§ **Stated goal 1**:
Could you rewrite the listing starting at its first line and ending at the line that contains "226 134 L 228", changing "yellow train door" to "yellow carriage door" and keeping everything else the same? Leave the pictures out.

§ **Extract**:
--*--

When purchasing a piano from a dealer, Larry Fine’s The Piano Book pretty much spells out everything you need to know. In fact, using his guidance, when I purchased my Steinway Model M back in 2005, I was even able to negotiate around 15% off the retail price, which is quite unusual, even per Larry Fine’s advice! But if it were not for the knowledge I gained from reading the book, I never would have been able to secure the deal. Any piano buyer would also be well served buy purchasing a copy of Larry Fine’s Piano Buyer Model & Price Supplement as this will help you to understand what to expect to spend for various models of new and used pianos, and will give you much more negotiating power.

As you read the book, you’ll soon learn that certain brands tend to be discounted more or less than others. Steinway usually isn’t discounted at all, though it’s possible to negotiate better pricing on Yamaha pianos. Supply and demand will play a factor too. Yamaha uprights are in much greater demand, so you’ll likely not be able to negotiate as much of a (or any) discount on the instrument. When you go to negotiate with the dealer, have a realistic sense of what price is reasonable for both parties and go from there. Financing is sometimes done for piano purchases, but it’s usually a terrible deal for the buyer. If you’re prepared to pay cash and purchase right away, you’ll always get a better deal. Often, when financing, you’ll pay full price. If you’re planning to purchase a more expensive piano and want the benefits of financing while still being able to negotiate the price, consider options such as a private loan or even using a home equity loan if such a loan is appropriate for your situation. And if you’re a professional musician, you could consider a business loan. While any of these loan options will surely be a better deal than using financing offered by the piano dealer, always consult your accountant to ascertain which option is best for you as I’m not a tax or finance expert.

In short, your main leverage when purchasing a piano from a dealer will be the ability to pay cash and readiness to purchase, and knowledge of the market with respect to knowing how much pricing flexibility the dealer has. If you’ve made multiple trips to the dealer to try out different pianos and have noticed that the piano you want has been on the showroom floor for a long time, use this knowledge too as the dealer is likely eager to find a buyer for the instrument. When I purchased my Steinway Model M, the piano had been sitting on the showroom floor for at least a month, as far as I could tell.

Once you’ve settled on a price, you should always ask for free tunings for a specified period of time and free moving. These are small items that the dealer will likely offer anyway, but any little bit helps. And if you live in an apartment or any place that has an elevator or stairs, let the dealer know this and confirm that this won’t result in any extra charges.

--*--

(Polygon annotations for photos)

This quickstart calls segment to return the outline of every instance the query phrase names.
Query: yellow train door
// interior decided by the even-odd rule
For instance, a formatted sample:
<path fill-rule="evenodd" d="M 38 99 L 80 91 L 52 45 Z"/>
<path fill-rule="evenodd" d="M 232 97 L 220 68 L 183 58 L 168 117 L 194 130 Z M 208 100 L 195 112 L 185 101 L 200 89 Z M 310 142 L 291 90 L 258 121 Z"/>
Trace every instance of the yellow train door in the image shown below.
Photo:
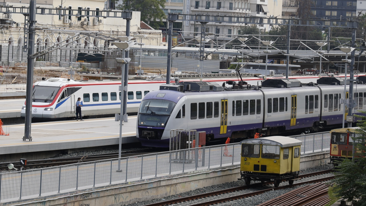
<path fill-rule="evenodd" d="M 291 122 L 290 126 L 296 125 L 296 110 L 297 105 L 297 96 L 291 95 Z"/>
<path fill-rule="evenodd" d="M 226 134 L 228 124 L 228 100 L 221 100 L 221 125 L 220 134 Z"/>

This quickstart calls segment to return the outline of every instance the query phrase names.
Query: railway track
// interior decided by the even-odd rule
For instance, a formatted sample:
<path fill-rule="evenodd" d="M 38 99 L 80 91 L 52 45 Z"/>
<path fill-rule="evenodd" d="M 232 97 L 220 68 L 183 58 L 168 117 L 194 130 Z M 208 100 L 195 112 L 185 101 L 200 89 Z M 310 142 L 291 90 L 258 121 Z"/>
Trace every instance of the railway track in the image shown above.
<path fill-rule="evenodd" d="M 122 157 L 145 154 L 158 152 L 156 149 L 143 149 L 136 150 L 124 151 L 121 153 Z M 90 155 L 70 157 L 45 159 L 36 160 L 29 160 L 27 161 L 27 165 L 23 169 L 29 169 L 42 168 L 53 166 L 57 166 L 79 162 L 92 162 L 98 160 L 102 160 L 117 158 L 118 152 L 112 152 L 104 154 Z M 8 165 L 12 164 L 15 168 L 19 169 L 20 168 L 19 162 L 0 163 L 0 170 L 8 170 Z"/>
<path fill-rule="evenodd" d="M 263 194 L 273 190 L 285 189 L 292 187 L 319 182 L 328 181 L 333 179 L 334 176 L 327 170 L 299 176 L 299 179 L 294 181 L 293 184 L 288 185 L 288 182 L 282 182 L 278 187 L 274 187 L 273 182 L 266 182 L 235 187 L 204 193 L 199 195 L 182 198 L 146 205 L 144 206 L 203 206 L 206 205 L 229 205 L 230 202 L 236 200 Z"/>

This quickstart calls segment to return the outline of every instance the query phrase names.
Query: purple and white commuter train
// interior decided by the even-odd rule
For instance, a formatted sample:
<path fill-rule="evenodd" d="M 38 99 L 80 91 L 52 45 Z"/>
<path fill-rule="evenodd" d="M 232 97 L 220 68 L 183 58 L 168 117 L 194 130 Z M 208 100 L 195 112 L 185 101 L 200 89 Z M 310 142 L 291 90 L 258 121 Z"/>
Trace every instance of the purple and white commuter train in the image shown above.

--*--

§ **Stated goal 2**:
Can you carry the piece on buying a piano from a dealer forward from where it stops?

§ **Written answer 1**:
This quickstart calls segment to return the outline of every instance the query phrase names.
Query: yellow carriage door
// interior decided by the even-odd rule
For instance, a formatted sample:
<path fill-rule="evenodd" d="M 38 99 L 80 91 L 52 45 Z"/>
<path fill-rule="evenodd" d="M 232 97 L 220 68 L 183 58 L 168 117 L 194 130 Z M 208 100 L 195 112 L 185 101 L 200 89 Z M 310 142 L 291 90 L 258 121 Z"/>
Trace every instance of the yellow carriage door in the image shown below.
Photo:
<path fill-rule="evenodd" d="M 291 122 L 290 126 L 296 125 L 296 110 L 297 105 L 297 96 L 291 95 Z"/>
<path fill-rule="evenodd" d="M 226 134 L 228 124 L 228 100 L 221 100 L 221 125 L 220 134 Z"/>

§ **Written answer 2**:
Is a Piano a Good Investment?

The dealer will always tell you how great of an investment a piano is. Here’s the truth – it’s not. At least not financially. Except for two very specific scenarios. If you get a great deal on a quality pre-owned piano by a top end brand such as a Steinway, your piano will likely hold its value and may even appreciate a bit. The other scenario is if you hold onto your piano for many years, you may see the value go up somewhat. However, even in this scenario, to see the value continue to increase, you’ll need to invest time and money in regular maintenance such as tunings, regulation, and other slightly more expensive maintenance that is typically required after many years of ownership.


On the other hand, a piano is a good investment when viewed from the point of view of how much it will enhance your life. Seeing a family member learn how to make beautiful music and hearing the sound of the piano being played in your home is priceless. The feeling of being able to sit down at your piano and make beautiful music or hearing a family member or friend creating such beauty right in front of you is simply indescribable and makes the purchase of a piano for your home worth every single penny. As you can see, there are many factors to consider with regard to how to buy a piano, and all have subtle nuances which will resonate differently for every prospective buyer.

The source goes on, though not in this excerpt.